▶ _Passage shown_:
####################
Even if the reader has not
seen the next three exercises before, she should have no difficulty
with them.
\begin{exercise} (i) Let $(X,\tau)$ be a topological space
and let $f_{n}:X\rightarrow{\mathbb F}$ be continuous. Suppose
that $f:X\rightarrow{\mathbb F}$ is such that we can find
$\epsilon_{n}\rightarrow 0$ with
\[|f_{n}(x)-f(x)|<\epsilon_{n}\ \text{for all $x\in X$}.\]
Show that $f$ is continuous. (In other words, the uniform limit
of continuous functions is continuous.)
(ii) Let $C_{0}(X)$ be the space of bounded continuous
functions $f:X\rightarrow{\mathbb F}$.
Show that
\[\|f\|_{\infty}=\sup_{x\in X}|f(x)|\]
defines a complete norm on $C_{0}(X)$.
\end{exercise}
Note that the completeness of $l^{\infty}$ is a special case
where $X={\mathbb N}$ and $\tau$ is the discrete topology.
\begin{exercise} If $(X,\tau)$ is compact, show that every continuous
function $f:X\rightarrow{\mathbb R}$ is bounded.
\end{exercise}
\begin{exercise} Show that, if $E$ is subset of ${\mathbb F}^{n}$
with the usual topology, then every continuous function
$f:E\rightarrow{\mathbb F}^{n}$ is bounded if and only if
$E$ is compact.
\end{exercise}
These results strongly suggest that we should study
the space $C(X)=C_{\mathbb F}(X)$ of continuous functions
$f:X\rightarrow{\mathbb F}$ with the uniform norm
$\|f\|_{\infty}=\sup_{x\in X}|f(x)|$ in the case when $X$ is compact.
####################
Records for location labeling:
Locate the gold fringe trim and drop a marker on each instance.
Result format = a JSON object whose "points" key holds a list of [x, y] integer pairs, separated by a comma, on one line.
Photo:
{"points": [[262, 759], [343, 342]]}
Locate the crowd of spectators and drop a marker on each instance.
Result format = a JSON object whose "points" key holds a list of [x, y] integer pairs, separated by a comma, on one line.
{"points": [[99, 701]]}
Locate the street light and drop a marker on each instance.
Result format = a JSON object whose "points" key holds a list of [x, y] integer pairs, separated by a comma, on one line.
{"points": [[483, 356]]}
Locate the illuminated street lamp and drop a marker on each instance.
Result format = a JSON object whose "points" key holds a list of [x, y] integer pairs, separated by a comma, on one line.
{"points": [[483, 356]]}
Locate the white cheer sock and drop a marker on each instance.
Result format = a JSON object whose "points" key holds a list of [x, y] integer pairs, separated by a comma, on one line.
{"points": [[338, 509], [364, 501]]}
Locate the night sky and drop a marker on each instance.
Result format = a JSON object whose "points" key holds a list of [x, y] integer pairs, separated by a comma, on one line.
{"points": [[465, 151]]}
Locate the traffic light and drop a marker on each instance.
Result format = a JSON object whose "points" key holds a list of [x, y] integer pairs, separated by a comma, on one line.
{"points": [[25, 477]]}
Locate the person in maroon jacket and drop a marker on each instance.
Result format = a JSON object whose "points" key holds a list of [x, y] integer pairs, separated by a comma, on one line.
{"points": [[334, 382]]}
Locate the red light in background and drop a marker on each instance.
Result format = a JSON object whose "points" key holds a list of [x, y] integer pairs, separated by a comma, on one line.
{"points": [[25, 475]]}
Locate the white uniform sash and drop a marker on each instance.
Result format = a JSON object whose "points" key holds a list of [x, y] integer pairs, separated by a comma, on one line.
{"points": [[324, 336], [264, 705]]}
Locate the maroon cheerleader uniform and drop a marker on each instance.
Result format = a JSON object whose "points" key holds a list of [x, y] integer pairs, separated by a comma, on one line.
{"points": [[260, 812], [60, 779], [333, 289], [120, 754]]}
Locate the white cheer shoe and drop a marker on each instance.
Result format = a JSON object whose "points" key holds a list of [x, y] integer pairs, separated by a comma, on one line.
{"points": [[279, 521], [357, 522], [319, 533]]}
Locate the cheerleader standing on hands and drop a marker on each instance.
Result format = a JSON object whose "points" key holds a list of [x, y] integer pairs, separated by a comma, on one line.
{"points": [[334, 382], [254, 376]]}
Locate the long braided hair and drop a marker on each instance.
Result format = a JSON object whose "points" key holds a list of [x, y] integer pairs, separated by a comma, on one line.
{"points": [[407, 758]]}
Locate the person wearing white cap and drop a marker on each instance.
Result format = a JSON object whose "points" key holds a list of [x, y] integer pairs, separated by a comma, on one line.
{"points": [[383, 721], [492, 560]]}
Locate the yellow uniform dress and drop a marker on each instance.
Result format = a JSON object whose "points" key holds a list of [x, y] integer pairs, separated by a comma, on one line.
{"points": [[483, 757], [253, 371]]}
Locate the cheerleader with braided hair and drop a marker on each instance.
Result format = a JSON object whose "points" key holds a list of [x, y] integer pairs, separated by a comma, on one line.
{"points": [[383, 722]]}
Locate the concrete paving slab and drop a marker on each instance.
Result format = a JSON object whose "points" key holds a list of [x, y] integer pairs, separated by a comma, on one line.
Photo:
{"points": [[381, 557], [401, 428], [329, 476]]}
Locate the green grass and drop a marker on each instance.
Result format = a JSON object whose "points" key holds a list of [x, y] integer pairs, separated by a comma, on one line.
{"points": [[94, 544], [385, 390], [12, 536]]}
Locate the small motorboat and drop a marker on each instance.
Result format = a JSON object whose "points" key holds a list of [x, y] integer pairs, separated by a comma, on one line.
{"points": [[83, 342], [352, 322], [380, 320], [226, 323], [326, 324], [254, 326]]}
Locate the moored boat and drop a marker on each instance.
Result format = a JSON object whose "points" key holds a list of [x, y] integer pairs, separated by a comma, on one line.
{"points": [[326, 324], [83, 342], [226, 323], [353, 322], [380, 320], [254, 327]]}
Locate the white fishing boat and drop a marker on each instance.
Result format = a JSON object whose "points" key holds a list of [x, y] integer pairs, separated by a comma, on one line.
####################
▶ _Task requirements_:
• 1. Answer these about the passage on continuous functions:
(a) In which special case is the completeness of $l^{\infty}$ obtained?
(b) What must be true of $(X,\tau)$ in the exercise asking to show that every continuous real-valued function on $X$ is bounded?
(c) With which norm does the final sentence suggest studying the space $C(X)$?
• 2. List every statement the reader is asked to show in the passage on continuous functions.
• 3. Transcribe the passage on continuous functions starting with "Even if the" and going on through "functions is continuous.)".

▶ _Answers given_:
• 1.
(a) When $X={\mathbb N}$ and $\tau$ is the discrete topology.
(b) $(X,\tau)$ must be compact.
(c) The uniform norm, $\|f\|_{\infty}=\sup_{x\in X}|f(x)|$.

• 2.
- That $f$, the uniform limit of the continuous functions $f_{n}$, is continuous.
- That $\|f\|_{\infty}=\sup_{x\in X}|f(x)|$ defines a complete norm on $C_{0}(X)$.
- That, if $(X,\tau)$ is compact, every continuous function $f:X\rightarrow{\mathbb R}$ is bounded.
- That, for a subset $E$ of ${\mathbb F}^{n}$ with the usual topology, every continuous function $f:E\rightarrow{\mathbb F}^{n}$ is bounded if and only if $E$ is compact.

• 3.
Even if the reader has not
seen the next three exercises before, she should have no difficulty
with them.
\begin{exercise} (i) Let $(X,\tau)$ be a topological space
and let $f_{n}:X\rightarrow{\mathbb F}$ be continuous. Suppose
that $f:X\rightarrow{\mathbb F}$ is such that we can find
$\epsilon_{n}\rightarrow 0$ with
\[|f_{n}(x)-f(x)|<\epsilon_{n}\ \text{for all $x\in X$}.\]
Show that $f$ is continuous. (In other words, the uniform limit
of continuous functions is continuous.)